* [TEXT SHOWN]
The Lapstone Hotel became a very fashionable place to stay and a road house bar was built at the entrance to cater for passing traffic. However there is no indication that it ever operated as a drive through bottle shop.
 
The Road Bar
The extract below is from the trade periodical 'Building' March 12, 1936, and mentions the new Golden Ray mirrors:
The Lapstone Hill Hotel stands alone in the front rank of country hotels, price for price and class for class, particularly with regard to the brightness and colourfulness which seem to enfold the hotel within and without and to emanate from the views and the well-kept garden. The bedrooms, of which there are now 50, are quite small compared to what one would get, say in America, but they conform to our regulation size. They are not lavishly furnished, but they are comfortable and neat, and above all, in very good taste. The ceilings and frieze are white, the wallpapers faintly toned in pastel shades of charming design, and the carpets maintain those tonings, but in deeper hues.

[Records of labeled points]
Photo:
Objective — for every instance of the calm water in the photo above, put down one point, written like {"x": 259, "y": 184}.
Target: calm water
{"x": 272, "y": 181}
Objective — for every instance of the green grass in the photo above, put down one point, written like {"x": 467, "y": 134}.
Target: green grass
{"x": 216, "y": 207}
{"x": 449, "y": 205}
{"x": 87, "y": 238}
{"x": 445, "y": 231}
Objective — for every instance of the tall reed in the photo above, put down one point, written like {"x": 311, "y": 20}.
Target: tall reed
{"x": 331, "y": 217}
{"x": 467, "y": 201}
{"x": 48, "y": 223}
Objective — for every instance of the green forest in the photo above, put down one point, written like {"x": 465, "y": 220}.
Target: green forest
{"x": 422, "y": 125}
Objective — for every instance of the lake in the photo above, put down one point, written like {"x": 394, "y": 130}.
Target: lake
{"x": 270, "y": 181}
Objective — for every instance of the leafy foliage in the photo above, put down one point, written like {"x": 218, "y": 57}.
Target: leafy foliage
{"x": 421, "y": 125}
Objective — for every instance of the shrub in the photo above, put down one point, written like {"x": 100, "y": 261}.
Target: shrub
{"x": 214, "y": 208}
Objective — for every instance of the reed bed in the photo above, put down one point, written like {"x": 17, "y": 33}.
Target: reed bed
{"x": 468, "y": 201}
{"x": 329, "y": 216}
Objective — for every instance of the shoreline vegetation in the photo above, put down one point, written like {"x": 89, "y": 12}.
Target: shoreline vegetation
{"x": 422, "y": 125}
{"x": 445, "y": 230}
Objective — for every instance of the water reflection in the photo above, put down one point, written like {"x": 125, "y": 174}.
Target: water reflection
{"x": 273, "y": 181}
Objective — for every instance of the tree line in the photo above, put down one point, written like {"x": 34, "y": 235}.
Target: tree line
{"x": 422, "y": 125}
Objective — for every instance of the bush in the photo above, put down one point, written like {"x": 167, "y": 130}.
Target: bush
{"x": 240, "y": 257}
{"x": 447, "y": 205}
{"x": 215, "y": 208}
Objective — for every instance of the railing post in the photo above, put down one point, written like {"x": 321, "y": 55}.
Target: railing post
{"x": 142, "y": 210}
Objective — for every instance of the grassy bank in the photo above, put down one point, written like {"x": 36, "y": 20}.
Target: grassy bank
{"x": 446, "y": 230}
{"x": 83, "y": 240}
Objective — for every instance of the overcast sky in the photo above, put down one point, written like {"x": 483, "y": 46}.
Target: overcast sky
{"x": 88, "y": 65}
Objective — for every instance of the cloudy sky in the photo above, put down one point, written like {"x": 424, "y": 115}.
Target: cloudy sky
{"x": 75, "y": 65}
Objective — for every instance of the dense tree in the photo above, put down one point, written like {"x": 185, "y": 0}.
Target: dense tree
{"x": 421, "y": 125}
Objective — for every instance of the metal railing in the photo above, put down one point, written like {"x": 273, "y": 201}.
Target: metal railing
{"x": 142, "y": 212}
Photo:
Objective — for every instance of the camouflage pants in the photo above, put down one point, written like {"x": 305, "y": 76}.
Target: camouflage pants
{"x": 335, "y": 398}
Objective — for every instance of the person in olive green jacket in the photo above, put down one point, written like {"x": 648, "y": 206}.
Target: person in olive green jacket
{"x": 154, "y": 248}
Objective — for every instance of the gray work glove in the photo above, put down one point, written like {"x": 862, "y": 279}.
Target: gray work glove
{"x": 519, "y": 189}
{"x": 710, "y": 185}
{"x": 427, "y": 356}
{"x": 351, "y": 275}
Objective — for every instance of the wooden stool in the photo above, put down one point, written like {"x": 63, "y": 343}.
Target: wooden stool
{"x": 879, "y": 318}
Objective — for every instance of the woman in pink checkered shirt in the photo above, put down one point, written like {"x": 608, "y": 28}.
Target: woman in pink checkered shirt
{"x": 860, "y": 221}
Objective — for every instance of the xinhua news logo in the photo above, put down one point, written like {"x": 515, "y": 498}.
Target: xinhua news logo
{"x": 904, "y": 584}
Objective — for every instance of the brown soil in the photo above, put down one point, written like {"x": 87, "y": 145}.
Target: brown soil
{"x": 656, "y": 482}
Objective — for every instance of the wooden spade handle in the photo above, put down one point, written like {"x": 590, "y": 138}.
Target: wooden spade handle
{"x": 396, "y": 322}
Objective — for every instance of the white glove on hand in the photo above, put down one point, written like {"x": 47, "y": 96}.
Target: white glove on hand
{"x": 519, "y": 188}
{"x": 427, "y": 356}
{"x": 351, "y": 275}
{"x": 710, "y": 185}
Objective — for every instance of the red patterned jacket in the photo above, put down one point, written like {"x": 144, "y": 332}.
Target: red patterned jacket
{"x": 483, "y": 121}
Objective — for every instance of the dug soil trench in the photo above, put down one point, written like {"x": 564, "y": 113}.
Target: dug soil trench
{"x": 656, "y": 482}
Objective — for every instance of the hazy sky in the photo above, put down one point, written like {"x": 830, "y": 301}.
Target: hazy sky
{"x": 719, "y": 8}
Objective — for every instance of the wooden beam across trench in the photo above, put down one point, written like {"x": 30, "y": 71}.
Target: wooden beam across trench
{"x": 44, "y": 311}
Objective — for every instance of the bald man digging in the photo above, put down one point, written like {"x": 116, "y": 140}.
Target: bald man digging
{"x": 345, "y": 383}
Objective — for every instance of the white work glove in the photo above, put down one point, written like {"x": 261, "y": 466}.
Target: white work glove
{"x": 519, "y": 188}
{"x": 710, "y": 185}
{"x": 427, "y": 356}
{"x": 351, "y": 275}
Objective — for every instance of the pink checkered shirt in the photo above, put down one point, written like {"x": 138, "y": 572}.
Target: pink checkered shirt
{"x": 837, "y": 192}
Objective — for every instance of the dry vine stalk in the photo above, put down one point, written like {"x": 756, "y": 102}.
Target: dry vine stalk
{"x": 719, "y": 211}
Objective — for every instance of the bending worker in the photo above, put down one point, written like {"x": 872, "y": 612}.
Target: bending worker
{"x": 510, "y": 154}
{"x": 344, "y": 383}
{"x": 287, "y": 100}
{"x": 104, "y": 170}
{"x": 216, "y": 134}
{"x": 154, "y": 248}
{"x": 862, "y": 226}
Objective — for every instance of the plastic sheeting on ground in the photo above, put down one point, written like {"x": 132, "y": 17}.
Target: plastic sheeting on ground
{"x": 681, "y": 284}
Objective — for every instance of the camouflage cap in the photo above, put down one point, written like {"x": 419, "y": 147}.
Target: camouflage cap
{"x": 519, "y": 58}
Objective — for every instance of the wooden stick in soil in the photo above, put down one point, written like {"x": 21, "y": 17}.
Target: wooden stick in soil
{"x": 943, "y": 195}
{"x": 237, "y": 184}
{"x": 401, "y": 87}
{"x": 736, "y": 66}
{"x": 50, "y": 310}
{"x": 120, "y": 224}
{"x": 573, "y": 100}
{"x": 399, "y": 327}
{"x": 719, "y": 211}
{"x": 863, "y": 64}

* [STATED TASK A] From the text about the Lapstone Hotel, copy the passage starting with "The Road Bar" and going on through "in deeper hues.".
* [STATED TASK B] In the text about the Lapstone Hotel, what color are the ceilings and frieze of the bedrooms?
Draw solely on the text about the Lapstone Hotel.

* [COMPLETE OUTPUT A]
The Road Bar
The extract below is from the trade periodical 'Building' March 12, 1936, and mentions the new Golden Ray mirrors:
The Lapstone Hill Hotel stands alone in the front rank of country hotels, price for price and class for class, particularly with regard to the brightness and colourfulness which seem to enfold the hotel within and without and to emanate from the views and the well-kept garden. The bedrooms, of which there are now 50, are quite small compared to what one would get, say in America, but they conform to our regulation size. They are not lavishly furnished, but they are comfortable and neat, and above all, in very good taste. The ceilings and frieze are white, the wallpapers faintly toned in pastel shades of charming design, and the carpets maintain those tonings, but in deeper hues.

* [COMPLETE OUTPUT B] They are white.